▶ SUPPLIED PASSAGE:
::::

I am building a Flutter app, and I'd like to dial a phone number in response to a button tap. What's the best way to do this?
Thanks!
This method will open the dialer :
_launchCaller() async {
const url = "tel:1234567";
if (await canLaunch(url)) {
await launch(url);
} else {
throw 'Could not launch $url';
}
}
EDIT:
In case anybody facing errors:
Add url_launcher: in the pubspec.yaml & run flutter get
Also import 'package:url_launcher/url_launcher.dart';
Typically, to interact with the underlying platform, you have to write platform specific code and communicate with the same using platform channels. However, Flutter provides some points of integration with the platform out of the box. To dial the phone for instance, you can use the UrlLauncher.launch API with the tel scheme to dial the phone.
Something like UrlLauncher.launch("tel://<phone_number>"); should work fine on all platforms.
Do note that this will not work in the simulators. So make sure you are using an actual device to test this.
You can use the url_launcher widget (https://pub.dev/packages/url_launcher)
Add this to your package's pubspec.yaml file: dependencies: url_launcher: ^5.7.10
Install it: $ flutter pub get
Import it import 'package:url_launcher/url_launcher.dart';
Inside your class, define this method so you can call from any action in your code:
Future<void> _makePhoneCall(String url) async {
if (await canLaunch(url)) {
await launch(url);
} else {
throw 'Could not launch $url';
}
}
inside the build widget:
IconButton(icon: new Icon(Icons.phone),
onPressed: ()
{
setState(() {
_makePhoneCall('tel:0597924917');
});
},
),
Note 1: you should write the phone number with prefix 'tel': 'tel:0123456789'
Note 2: sometimes it will not work well until you close the app in your mobile and reopen it, so flutter can inject the code of the new widget successfully.
Its too easy
import 'package:flutter/material.dart';
import 'package:flutter_phone_direct_caller/flutter_phone_direct_caller.dart';
void main() {
runApp(Scaffold(
body: Center(
child: RaisedButton(
onPressed: _callNumber,
child: Text('Call Number'),
),
),
));
}
_callNumber() async{
const number = '08592119XXXX'; //set the number here
bool res = await FlutterPhoneDirectCaller.callNumber(number);
}
URL launcher has updated their dependency so here is the updated way to do the job. it will work for android ios
final Uri launchUri = Uri(
scheme: 'tel',
path: number,
);
await launchUrl(launchUri);
Who has not used this plugin just imoprt this plugin.
UrlLauncher
Use url_launcher.
import 'package:url_launcher/url_launcher.dart';
openDialPad(String phoneNumber) async {
Uri url = Uri(scheme: "tel", path: phoneNumber);
if (await canLaunchUrl(url)) {
await launchUrl(url);
} else {
print("Can't open dial pad.");
}
}
Note: Don't forgot to update info.plist and AndroidManifest.xml as per the documentation.

::::

▶ LISTED RECORDS:
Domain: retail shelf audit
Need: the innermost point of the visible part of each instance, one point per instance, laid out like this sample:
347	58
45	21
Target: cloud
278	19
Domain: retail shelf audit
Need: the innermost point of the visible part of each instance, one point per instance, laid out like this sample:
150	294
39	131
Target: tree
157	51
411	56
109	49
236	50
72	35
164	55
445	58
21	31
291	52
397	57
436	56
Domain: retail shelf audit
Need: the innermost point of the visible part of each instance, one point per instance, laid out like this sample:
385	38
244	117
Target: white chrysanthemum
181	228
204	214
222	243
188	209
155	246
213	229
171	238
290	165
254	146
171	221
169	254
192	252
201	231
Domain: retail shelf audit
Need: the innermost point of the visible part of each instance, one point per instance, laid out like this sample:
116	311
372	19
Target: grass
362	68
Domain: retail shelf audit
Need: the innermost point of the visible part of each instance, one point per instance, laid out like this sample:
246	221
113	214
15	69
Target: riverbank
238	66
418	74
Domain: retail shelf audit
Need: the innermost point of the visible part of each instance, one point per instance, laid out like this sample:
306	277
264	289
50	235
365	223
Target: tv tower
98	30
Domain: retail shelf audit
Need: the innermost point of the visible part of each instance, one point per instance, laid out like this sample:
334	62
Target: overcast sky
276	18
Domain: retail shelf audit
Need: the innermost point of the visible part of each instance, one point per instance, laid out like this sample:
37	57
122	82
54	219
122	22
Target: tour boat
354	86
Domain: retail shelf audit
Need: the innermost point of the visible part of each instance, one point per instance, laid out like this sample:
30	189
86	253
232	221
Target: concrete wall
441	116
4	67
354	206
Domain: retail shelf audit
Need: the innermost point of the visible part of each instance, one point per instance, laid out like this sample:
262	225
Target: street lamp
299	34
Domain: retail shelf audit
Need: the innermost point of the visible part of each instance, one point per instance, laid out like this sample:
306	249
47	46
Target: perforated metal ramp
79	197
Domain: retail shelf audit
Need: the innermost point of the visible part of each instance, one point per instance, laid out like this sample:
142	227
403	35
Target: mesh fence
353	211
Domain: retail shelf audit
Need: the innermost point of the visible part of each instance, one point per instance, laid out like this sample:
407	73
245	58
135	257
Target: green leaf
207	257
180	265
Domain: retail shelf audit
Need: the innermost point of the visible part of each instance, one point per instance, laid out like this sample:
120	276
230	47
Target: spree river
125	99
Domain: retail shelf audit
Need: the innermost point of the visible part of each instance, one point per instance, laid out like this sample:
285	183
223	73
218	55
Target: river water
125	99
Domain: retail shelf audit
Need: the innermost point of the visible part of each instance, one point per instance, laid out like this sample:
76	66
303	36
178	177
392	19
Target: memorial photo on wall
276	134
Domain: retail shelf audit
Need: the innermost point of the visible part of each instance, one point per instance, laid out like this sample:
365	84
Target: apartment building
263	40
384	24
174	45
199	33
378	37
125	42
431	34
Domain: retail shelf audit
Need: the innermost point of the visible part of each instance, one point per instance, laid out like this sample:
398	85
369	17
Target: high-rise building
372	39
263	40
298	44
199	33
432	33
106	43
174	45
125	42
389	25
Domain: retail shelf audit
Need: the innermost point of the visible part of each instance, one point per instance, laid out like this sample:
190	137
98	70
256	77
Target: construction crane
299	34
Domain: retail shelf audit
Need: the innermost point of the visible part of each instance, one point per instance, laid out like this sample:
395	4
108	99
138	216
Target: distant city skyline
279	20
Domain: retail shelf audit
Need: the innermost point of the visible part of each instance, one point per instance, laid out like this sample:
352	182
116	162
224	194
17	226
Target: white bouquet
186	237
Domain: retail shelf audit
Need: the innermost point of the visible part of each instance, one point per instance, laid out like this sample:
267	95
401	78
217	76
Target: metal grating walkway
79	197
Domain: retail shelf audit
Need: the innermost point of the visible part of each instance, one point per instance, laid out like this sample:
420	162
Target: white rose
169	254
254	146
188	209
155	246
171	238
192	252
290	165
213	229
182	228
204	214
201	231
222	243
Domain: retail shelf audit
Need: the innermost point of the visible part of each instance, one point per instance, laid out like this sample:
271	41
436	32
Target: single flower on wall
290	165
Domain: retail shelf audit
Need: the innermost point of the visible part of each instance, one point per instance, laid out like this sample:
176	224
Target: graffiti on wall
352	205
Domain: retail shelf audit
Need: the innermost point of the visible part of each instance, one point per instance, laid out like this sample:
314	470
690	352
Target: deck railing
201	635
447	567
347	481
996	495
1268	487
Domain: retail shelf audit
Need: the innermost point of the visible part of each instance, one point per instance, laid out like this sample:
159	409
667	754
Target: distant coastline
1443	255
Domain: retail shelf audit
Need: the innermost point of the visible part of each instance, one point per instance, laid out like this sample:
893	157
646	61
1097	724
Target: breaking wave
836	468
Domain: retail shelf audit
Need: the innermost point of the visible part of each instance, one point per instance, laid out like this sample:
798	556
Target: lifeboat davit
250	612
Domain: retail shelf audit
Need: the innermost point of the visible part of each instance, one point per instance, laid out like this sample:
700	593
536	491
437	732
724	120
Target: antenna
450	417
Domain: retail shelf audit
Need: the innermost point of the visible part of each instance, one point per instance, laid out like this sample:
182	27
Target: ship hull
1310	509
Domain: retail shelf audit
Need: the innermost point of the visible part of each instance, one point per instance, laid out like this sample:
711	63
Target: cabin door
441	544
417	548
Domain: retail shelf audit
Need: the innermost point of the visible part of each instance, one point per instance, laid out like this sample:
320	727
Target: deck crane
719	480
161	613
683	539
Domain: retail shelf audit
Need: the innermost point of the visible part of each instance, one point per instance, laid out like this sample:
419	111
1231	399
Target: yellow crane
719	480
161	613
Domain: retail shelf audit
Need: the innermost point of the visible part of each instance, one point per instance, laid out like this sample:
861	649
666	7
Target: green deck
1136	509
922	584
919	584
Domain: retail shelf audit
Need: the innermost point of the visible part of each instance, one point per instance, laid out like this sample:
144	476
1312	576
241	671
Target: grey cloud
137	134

::::

▶ REQUEST 1: Translate this sentence from the Flutter phone-dialing thread into Spanish: "Do note that this will not work in the simulators."
▶ REQUEST 2: Pick up the Flutter phone-dialing thread after its last line and write the next part.
The items have no connection to the Flutter phone-dialing thread.

▶ TASK RESULT 1: Tenga en cuenta que esto no funcionará en los simuladores.

▶ TASK RESULT 2:
Follow the below steps:
add the url_launcher: Latest version dependency in your pubspec.yaml
Go to \android\app\src\main\AndroidManifest.xml.
add the queries lines before the <application, like this :
<manifest xmlns:android="http://schemas.android.com/apk/res/android"
package="com.example.flutter">
<queries>
<intent>
<action android:name="android.intent.action.DIAL" />
<data android:scheme="tel" />
</intent>
</queries>
<application ...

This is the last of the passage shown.